>>>

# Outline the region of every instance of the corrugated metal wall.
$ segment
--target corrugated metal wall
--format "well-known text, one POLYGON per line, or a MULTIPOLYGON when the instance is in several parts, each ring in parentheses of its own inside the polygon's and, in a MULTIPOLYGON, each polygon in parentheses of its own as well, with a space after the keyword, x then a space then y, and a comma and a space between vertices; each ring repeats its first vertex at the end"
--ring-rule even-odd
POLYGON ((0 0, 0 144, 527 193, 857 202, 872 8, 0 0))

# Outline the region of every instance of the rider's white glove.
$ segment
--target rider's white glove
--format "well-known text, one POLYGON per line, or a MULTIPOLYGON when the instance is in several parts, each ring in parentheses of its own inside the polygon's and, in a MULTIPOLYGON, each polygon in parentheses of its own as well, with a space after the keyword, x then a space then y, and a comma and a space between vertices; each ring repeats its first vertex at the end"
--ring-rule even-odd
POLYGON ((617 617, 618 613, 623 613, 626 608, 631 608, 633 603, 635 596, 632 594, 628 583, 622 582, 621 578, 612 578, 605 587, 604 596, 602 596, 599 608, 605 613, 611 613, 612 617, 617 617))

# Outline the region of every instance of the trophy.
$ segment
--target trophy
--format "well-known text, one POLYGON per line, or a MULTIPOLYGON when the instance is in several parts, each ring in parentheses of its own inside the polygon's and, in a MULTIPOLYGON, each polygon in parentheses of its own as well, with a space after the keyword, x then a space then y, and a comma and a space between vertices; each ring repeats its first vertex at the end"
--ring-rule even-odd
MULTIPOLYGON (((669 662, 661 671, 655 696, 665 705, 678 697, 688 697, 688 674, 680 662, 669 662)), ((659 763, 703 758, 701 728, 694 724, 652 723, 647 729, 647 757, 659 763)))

<<<

_What the task asks_: Begin at the line that has "# Outline the region of every instance of the trophy." and stop at the end of the items. Write those lines again, requests included, with every polygon vertex coordinate in the answers multiplied by 0.5 and rounded to a whole number, halves rounding up.

_Final result_:
# Outline the region of every instance of the trophy.
$ segment
--target trophy
--format "well-known text, one POLYGON per line, or a MULTIPOLYGON when the instance is in several parts, each ring in parentheses of its own inside the polygon's and, in a MULTIPOLYGON, each polygon in parentheses of its own as well, with a space after the keyword, x then a space then y, and a comma and a space between vertices; each ring repeats its first vertex at the end"
--ring-rule even-odd
MULTIPOLYGON (((335 331, 331 336, 328 348, 333 353, 339 349, 344 349, 344 337, 340 331, 335 331)), ((330 382, 352 379, 351 364, 347 362, 326 362, 324 365, 324 379, 330 382)))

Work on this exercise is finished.